■ **ABOUT THIS TASK**
A copy is needed of each line in the records that has the word "white".
#### SOURCE DATA
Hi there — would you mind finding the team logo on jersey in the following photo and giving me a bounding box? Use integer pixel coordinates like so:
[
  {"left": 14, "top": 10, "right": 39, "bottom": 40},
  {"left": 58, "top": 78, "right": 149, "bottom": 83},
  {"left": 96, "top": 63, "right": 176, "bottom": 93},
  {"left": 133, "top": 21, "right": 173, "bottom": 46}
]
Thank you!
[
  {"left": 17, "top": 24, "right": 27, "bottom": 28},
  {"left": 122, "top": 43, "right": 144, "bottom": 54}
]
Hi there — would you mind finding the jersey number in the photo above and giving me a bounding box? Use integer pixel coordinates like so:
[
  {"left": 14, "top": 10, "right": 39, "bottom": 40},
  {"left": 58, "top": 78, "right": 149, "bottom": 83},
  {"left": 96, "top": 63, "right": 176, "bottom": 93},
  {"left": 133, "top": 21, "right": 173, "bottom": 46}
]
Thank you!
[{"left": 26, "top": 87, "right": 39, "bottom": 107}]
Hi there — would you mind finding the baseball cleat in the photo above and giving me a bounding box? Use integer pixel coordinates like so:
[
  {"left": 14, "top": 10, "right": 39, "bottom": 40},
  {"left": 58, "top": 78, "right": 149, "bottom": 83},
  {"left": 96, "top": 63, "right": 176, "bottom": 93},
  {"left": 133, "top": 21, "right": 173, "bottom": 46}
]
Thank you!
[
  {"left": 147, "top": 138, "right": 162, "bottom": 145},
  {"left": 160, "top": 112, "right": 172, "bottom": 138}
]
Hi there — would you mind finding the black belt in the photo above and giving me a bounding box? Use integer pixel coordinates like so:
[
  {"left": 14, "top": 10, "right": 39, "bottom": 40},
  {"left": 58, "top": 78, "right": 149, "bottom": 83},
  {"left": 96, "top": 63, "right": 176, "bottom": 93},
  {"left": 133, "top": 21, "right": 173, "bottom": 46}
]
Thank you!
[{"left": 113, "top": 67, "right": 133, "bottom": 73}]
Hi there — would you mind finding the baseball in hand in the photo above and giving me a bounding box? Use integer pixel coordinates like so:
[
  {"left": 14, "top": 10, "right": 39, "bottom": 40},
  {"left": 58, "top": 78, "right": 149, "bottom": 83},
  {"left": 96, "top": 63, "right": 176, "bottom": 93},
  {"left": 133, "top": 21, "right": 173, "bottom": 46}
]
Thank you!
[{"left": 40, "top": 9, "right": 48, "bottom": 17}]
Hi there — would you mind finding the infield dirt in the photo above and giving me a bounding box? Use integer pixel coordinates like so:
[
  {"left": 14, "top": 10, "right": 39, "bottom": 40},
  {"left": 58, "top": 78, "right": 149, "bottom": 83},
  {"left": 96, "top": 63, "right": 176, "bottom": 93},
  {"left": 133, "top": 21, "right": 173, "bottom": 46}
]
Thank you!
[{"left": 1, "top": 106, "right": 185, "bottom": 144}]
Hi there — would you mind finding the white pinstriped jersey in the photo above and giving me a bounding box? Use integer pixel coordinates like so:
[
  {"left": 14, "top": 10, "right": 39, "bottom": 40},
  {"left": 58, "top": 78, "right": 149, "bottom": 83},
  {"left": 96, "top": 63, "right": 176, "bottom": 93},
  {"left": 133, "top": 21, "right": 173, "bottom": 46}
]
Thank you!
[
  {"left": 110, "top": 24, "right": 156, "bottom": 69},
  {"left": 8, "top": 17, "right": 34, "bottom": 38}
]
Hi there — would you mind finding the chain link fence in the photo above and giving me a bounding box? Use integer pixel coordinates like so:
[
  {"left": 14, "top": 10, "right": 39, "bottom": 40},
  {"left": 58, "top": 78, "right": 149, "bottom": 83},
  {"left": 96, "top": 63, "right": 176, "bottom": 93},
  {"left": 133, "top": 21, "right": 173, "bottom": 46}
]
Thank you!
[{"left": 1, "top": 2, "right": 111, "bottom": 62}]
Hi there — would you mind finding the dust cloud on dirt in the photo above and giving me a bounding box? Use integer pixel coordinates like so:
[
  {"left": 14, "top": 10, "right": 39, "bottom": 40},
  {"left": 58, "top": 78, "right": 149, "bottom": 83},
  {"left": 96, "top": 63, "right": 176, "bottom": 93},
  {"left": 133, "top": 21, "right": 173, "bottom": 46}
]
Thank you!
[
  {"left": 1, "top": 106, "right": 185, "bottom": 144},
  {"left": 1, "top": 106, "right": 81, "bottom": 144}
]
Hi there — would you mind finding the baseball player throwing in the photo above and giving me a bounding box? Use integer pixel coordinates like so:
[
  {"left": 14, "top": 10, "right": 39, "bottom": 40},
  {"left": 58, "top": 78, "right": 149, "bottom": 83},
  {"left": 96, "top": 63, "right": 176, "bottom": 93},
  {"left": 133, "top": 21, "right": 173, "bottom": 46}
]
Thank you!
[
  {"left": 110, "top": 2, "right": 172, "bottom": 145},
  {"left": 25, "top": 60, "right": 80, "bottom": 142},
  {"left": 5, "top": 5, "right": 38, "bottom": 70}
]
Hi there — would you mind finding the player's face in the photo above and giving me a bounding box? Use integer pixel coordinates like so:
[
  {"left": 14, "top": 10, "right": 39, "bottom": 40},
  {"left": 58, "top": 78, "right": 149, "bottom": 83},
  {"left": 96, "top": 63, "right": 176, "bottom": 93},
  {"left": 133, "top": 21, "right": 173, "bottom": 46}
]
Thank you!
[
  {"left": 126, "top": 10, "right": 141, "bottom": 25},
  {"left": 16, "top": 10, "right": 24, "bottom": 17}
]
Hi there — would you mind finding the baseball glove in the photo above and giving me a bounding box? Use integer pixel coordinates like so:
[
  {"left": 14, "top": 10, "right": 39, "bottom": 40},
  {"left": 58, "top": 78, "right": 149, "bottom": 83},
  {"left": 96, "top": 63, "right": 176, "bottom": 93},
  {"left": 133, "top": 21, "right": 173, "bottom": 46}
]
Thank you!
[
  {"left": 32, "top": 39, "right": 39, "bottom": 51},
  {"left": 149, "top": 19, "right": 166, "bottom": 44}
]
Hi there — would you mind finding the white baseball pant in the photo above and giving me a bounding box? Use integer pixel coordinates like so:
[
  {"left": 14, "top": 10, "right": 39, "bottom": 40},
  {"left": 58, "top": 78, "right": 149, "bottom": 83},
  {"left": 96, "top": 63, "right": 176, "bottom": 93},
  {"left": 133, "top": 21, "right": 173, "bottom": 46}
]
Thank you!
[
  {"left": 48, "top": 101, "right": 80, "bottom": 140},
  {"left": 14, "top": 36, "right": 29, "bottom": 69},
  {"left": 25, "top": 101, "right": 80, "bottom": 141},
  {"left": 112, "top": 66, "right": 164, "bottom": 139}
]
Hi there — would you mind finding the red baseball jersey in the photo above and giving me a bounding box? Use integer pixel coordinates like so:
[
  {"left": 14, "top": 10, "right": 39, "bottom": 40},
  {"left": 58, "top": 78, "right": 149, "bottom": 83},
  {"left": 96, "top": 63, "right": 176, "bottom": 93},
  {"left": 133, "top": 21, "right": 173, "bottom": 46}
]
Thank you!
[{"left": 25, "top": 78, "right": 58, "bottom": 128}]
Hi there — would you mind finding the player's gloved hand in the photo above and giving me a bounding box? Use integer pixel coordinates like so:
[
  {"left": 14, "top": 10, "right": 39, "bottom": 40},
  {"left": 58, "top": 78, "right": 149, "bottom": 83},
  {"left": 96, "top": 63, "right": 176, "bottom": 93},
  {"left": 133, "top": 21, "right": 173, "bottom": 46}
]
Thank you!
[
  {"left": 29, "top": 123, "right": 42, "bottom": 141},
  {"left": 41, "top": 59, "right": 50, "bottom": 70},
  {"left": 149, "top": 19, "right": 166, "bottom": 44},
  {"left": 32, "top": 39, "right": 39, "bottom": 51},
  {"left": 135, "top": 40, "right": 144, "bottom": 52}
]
########
■ **SOLUTION**
Hi there — would you mind finding the white pinstriped jersey in the photo above and giving me a bounding box? Use integer pixel coordinates like so:
Hi there — would you mind finding the white baseball pant in the photo above and giving me a bounding box? Use integer pixel coordinates like so:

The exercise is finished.